──────── Provided text ────────

The 4S (Super-Safe, Small and Simple) reactor is a small sodium-cooled fast reactor that is being developed to serve as a dispersed energy source for the global market, such as for remote areas with high electricity costs or developing countries with small electricity consumption. To meet the needs of this market, the 4S reactor has been designed on the principle of simple operation, simplified maintenance in­clud­ing refueling, higher safety and improved economic features. The 4S reactor is a metallic fueled sodium cooled fast reactor. The electrical output is 10-50 MW. CRIEPI (Central Research Institute of Electric Power Industry) started work on the 4S project with Toshiba late in the 80’s and the 4S has been presented to IAEA (International Atomic Energy Agency) as an energy source for producing potable water from a seawater, which is nuclear desalination.

Design Requirements for 4S

Top level design requirements for 4S reactor include the following ten items;

        1. No refueling for 10 or more years,

        2. Simple core burn-up control without control rods and driving mechanism,

        3. Removal of control and adjustment components from the reactor system,

        4. Quality assurance and short construction period based on shop fabrication,

        5. Load following without operation of reactor control system,

        6. Minimum maintenance and inspection of reactor components,

        7. Negative reactivity temperature coefficients including coolant void reactivity,

        8. No core damage in any conceivable initiating events without reactor scram,

        9. Safety system not dependent on the emergency power and active decay heat removal system,

        10. Complete containment of reactivity under any operational conditions and decommissioning.

Based on above design requirements, 4S reactor has incorporated a high level of passive safety characteristics. In the design of 4S reactor, a neutron reflector is selected for the control of the core reactivity in place of neutron absorber rods used in the existing reactors. The reflectors are driven from outside of the reactor vessel and move very slowly.  Electromagnetic pumps are applied to the primary pumps. These design features reduce moving parts and decrease component failures and many maintenance requirements.

Safety and Reliability

The safety and reliability features in 4S design are as follows;

        (1) Negative reactivity temperature coefficients including coolant void reactivity,

        (2) No core damage in any conceivable initiating events without reactor scram,

(3) Safety systems are not dependent on the emergency power and active decay heat removal,

(4) Complete containment of radioactivity under any operational and accident condition and decommissioning.

All temperature reactivity coefficients are designed to be negative, which strongly helps to realize the passive safety features. It also enables simplification of the power control system so that only feed water control can be used to regulate reactor power. The other safety features of 4S include:

        (5) Simple core burn-up control without control rod and its rod driving mechanism,

        (6) Quality assurance and short construction period based on factor assembly,

        (7) Minimum maintenance and inspection of reactor components

Figure 1

Fig. 1 Reactor building of 4S

Reactor Size and Market

4S reactor is a small sodium-cooled fast reactor in which intensive efforts are concentrated with an aim at meet­ing the global power source market. To correspond to the global market, 4S reactor has been designed on the principle of simple operation, simplified maintenance in­clud­ing refueling, higher safety and improved economic features.

  To supply stable and reliable energy source to various remote populated areas is one of the most important tasks of the nuclear technology for sustained growth of mankind in the future. These areas may be remote islands or deep interior regions where sophisticated technological infrastructure is not expected and whose power demands are generally modest. The benefits of nuclear energy will best be brought to these communities by a small and simple power generation.

──────── Material supplied ────────

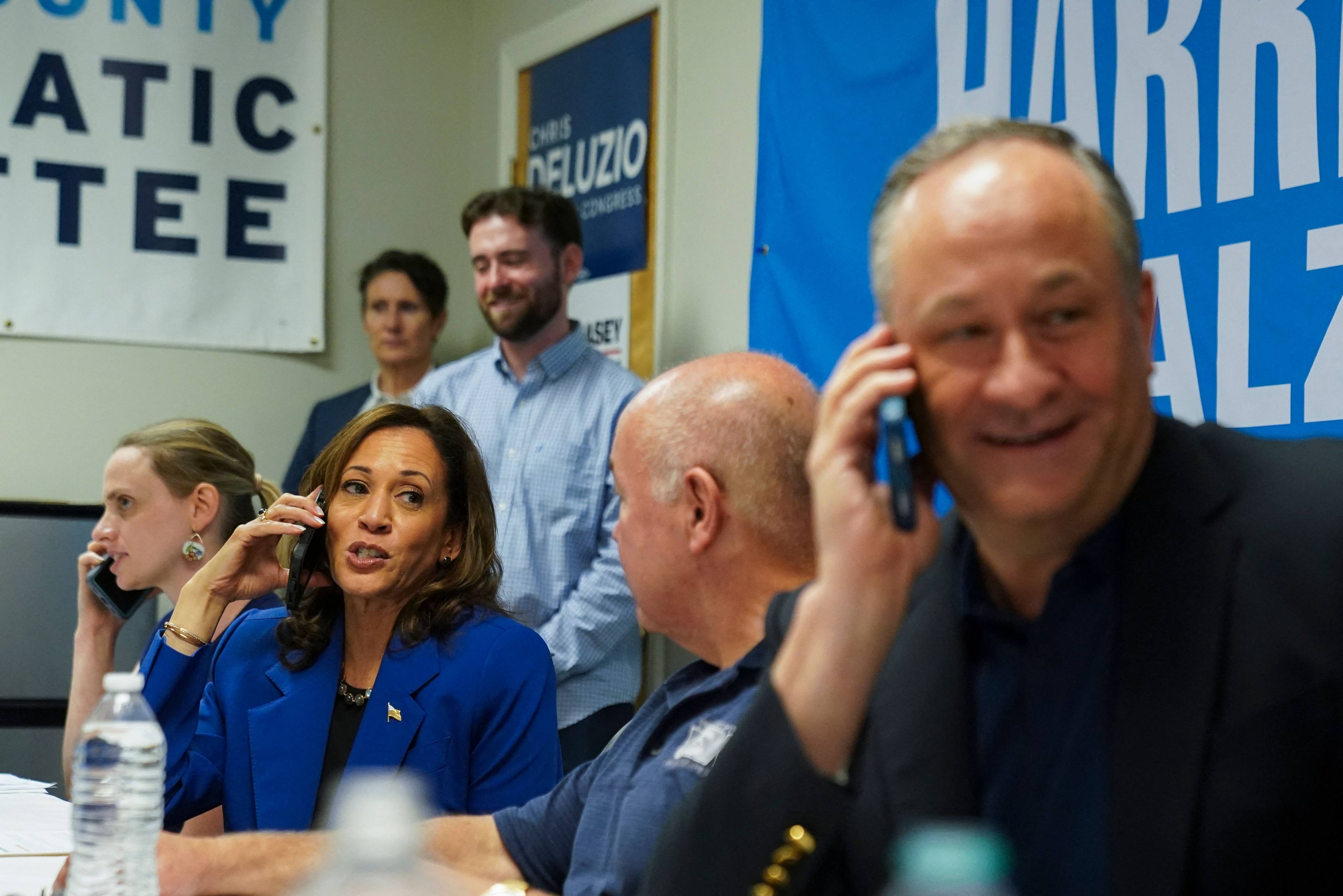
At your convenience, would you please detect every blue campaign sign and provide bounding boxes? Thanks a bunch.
[751,0,1343,438]
[526,16,653,278]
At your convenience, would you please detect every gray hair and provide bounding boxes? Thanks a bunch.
[867,118,1143,301]
[641,352,815,565]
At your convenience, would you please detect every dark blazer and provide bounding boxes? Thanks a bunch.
[283,383,372,494]
[141,608,560,830]
[642,418,1343,896]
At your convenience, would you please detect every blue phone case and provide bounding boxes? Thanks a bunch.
[877,395,917,532]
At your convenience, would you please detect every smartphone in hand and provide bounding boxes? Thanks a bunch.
[877,395,917,532]
[85,558,154,619]
[285,493,330,613]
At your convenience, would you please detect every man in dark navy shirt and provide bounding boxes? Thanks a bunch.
[151,353,817,896]
[641,120,1343,896]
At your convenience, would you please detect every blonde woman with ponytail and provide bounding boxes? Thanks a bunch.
[63,419,283,836]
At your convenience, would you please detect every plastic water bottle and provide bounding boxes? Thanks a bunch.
[884,822,1013,896]
[289,772,465,896]
[66,672,165,896]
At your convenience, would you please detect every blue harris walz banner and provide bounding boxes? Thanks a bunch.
[526,16,653,279]
[751,0,1343,437]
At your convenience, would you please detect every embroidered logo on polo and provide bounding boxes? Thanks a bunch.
[666,719,737,775]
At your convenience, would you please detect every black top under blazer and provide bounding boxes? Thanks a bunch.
[642,418,1343,896]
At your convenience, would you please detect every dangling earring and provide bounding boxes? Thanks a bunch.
[181,532,206,563]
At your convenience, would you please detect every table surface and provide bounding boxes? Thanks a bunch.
[0,793,70,896]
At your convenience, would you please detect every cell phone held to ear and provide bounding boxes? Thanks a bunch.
[877,395,917,532]
[285,493,330,613]
[85,558,154,619]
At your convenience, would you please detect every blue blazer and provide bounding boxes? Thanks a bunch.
[145,610,560,830]
[138,594,285,831]
[283,383,372,494]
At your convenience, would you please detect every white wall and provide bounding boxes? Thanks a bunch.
[0,0,762,501]
[0,0,487,501]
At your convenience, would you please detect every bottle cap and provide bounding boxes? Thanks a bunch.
[102,672,145,693]
[892,822,1011,889]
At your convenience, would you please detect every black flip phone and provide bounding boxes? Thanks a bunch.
[285,493,332,613]
[877,395,919,532]
[85,558,154,619]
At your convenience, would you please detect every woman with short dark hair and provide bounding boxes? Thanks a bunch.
[144,404,560,830]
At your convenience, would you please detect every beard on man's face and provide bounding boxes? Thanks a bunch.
[481,271,564,342]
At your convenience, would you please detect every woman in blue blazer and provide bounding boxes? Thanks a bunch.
[142,404,560,830]
[62,419,282,837]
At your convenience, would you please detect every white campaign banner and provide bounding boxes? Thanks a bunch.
[0,0,326,352]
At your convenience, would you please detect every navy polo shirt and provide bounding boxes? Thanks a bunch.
[494,645,765,896]
[962,520,1120,896]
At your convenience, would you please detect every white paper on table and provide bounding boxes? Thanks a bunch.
[0,856,66,896]
[0,772,55,794]
[0,830,71,858]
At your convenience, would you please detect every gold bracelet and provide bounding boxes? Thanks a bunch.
[164,622,206,647]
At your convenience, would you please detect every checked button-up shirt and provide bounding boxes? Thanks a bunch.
[411,324,642,728]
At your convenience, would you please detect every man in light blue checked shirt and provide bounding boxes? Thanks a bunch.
[412,187,642,772]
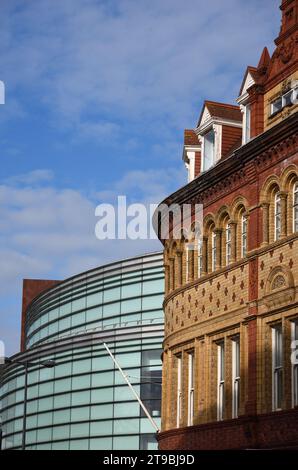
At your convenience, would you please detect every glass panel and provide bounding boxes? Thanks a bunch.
[92,372,114,388]
[39,382,54,396]
[54,378,71,393]
[59,303,71,317]
[203,129,215,171]
[53,409,70,424]
[115,351,141,372]
[59,317,71,331]
[121,282,142,299]
[142,295,164,310]
[52,441,69,450]
[69,439,89,450]
[37,428,52,442]
[54,362,72,378]
[87,292,102,307]
[54,393,71,408]
[114,402,140,418]
[72,358,91,374]
[114,385,140,401]
[71,297,86,312]
[86,307,102,323]
[72,374,91,390]
[121,298,141,313]
[92,356,114,371]
[103,302,120,317]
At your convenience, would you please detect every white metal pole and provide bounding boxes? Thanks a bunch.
[103,343,159,432]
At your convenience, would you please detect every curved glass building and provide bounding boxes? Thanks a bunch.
[0,253,164,450]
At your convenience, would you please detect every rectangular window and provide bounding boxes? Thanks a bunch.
[291,320,298,407]
[217,341,225,421]
[244,105,251,144]
[203,129,215,171]
[187,351,194,426]
[272,324,283,411]
[198,239,203,278]
[232,337,240,418]
[211,232,216,271]
[177,356,182,428]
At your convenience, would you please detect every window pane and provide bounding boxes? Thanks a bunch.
[90,421,113,436]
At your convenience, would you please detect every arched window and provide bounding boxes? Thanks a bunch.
[274,194,281,240]
[226,224,232,266]
[198,238,203,277]
[211,232,216,271]
[293,183,298,232]
[241,215,247,258]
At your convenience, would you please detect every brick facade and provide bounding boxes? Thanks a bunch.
[158,0,298,450]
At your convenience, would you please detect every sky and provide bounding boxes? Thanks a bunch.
[0,0,281,355]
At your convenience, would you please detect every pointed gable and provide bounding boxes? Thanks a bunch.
[198,101,242,127]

────────

**Work instructions:** Pick up the text about the 4S reactor where it stops and continue it. The records have no connection to the text about the 4S reactor.

**Task result:**
4S will be applied to supply the electricity and also will be applied to the nuclear desalination as one of the energy sources. 1 MWe can produce about 4,000 m3/day by the reverse osmosis desalination system. 10 MWe will produce 40,000 m3/day. If the required per capita fresh water is 0.5 m3/day, which is an average in Tokyo, Japan, the population of 80,000 can be supplied fresh water. If the required fresh water is 1/5 compared with Tokyo, fresh water can be provided to a population of about 400,000. There are many developing countries, such as in the Middle East, along the Mediterranean Sea and that would benefit from such a system. Then, 10 MWe of small reactor has a big potential to provide fresh water for the world.

Figure 2

Fig. 2 Application of 4S to provide electricity and fresh water

Fuel cycle options

A metallic fuel is used in 4S core, taking account of its inherent safety and pyro-reprocessing to recycle and minimize the volume of high level waste. The reactor is designed to operate in a closed fuel cycle with reprocessing of fuel. The reactor core operates for 10 or more years without refueling and reshuffling of fuel. The spent fuel will be sent to the regional or national center for the reprocessing following refueling.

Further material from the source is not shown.